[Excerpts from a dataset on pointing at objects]

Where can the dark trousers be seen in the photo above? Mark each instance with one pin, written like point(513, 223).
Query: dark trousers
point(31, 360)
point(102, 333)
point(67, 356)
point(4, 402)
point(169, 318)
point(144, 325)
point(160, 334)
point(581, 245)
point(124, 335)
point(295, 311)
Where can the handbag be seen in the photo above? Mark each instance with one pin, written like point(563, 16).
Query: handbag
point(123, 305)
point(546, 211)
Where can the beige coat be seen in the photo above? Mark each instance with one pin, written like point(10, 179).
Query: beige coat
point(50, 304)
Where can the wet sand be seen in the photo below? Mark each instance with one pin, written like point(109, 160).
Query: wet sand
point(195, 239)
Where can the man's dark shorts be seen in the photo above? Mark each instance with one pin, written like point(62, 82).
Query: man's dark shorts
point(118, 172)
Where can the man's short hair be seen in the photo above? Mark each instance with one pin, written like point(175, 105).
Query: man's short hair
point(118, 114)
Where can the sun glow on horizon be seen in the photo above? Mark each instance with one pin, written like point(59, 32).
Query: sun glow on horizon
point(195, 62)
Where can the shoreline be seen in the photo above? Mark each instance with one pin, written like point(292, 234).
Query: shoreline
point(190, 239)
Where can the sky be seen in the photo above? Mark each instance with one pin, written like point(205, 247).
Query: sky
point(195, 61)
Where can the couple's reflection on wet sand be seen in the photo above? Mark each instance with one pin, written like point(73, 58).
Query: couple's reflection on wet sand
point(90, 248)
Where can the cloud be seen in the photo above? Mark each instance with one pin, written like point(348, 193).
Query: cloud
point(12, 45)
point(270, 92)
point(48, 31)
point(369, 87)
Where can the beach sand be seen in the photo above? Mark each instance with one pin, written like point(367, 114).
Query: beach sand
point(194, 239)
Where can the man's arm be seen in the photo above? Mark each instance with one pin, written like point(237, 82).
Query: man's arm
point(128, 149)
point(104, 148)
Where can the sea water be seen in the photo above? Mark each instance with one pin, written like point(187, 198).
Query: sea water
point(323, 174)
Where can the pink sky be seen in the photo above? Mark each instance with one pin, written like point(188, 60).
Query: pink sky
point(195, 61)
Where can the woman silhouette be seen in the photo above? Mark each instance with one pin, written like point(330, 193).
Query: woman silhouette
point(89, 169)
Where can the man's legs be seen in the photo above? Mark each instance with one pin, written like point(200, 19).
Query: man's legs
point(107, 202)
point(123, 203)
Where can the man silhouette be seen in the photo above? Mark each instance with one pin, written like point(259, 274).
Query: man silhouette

Written problem: Return all of the entries above word for word, with nothing changed.

Response to the exercise:
Where can the dark trousers be seen in the photo above? Mark each instance with one pin, written like point(513, 223).
Query: dark trousers
point(31, 360)
point(102, 333)
point(67, 356)
point(4, 402)
point(169, 318)
point(144, 325)
point(160, 334)
point(581, 245)
point(124, 335)
point(295, 311)
Where can the handbag be seen in the photo above? Mark each instance with one pin, written like point(563, 16).
Query: handbag
point(123, 305)
point(546, 211)
Where can the beige coat be seen in the photo above? Mark each instance with one pin, written like point(10, 179).
Query: beige coat
point(50, 304)
Where can the wet sand be seen in the photo below? Mark each instance with one pin, written like point(109, 160).
Query: wet sand
point(195, 239)
Where can the man's dark shorts be seen in the photo above? Mark each instance with one pin, written like point(62, 82).
Query: man's dark shorts
point(118, 172)
Where can the man's short hair be seen in the photo above? Mark each instance with one pin, written like point(175, 105).
Query: man's short hair
point(118, 114)
Where can the sun glow on horizon be seen in the photo above? Mark each instance with one pin, written like point(59, 32).
Query: sun glow on horizon
point(195, 62)
Where can the shoreline be seen in the photo above? Mark each instance with one pin, written like point(292, 234).
Query: shoreline
point(190, 239)
Where can the sky be seen in the photo above? Mark each instance with one pin, written like point(205, 247).
Query: sky
point(195, 61)
Where can the couple's reflection on wet sand be seen in the photo above? Mark each instance with one pin, written like point(73, 58).
Query: couple's reflection on wet sand
point(90, 248)
Where can the cloud be seen in the photo above? Mark each instance with one pin, written like point(348, 193).
Query: cloud
point(12, 45)
point(270, 92)
point(48, 31)
point(369, 87)
Where can the beach sand be seen in the photo above? Mark each instance with one pin, written like point(367, 114).
Query: beach sand
point(194, 239)
Where can the man's arm be seen in the photo above? Mark each instance with one pin, written like point(237, 82).
Query: man's arm
point(128, 149)
point(104, 148)
Where can the sea water be seen in the photo above? Mark each instance with one pin, written like point(187, 198).
Query: sea water
point(323, 174)
Where can the pink sky be seen in the photo above? Mark each instance with one pin, written like point(188, 60).
Query: pink sky
point(195, 61)
Where can the woman silhouette be seen in the photo above? Mark each instance with one pin, written like point(330, 193).
Query: woman silhouette
point(89, 169)
Where can the man's legs be seen in the photo above? Mark each instance with one pin, written like point(200, 19).
Query: man's legs
point(107, 202)
point(123, 203)
Where can the man silhouette be seen in the photo above? Mark each instance with one pin, written like point(259, 274).
Query: man silhouette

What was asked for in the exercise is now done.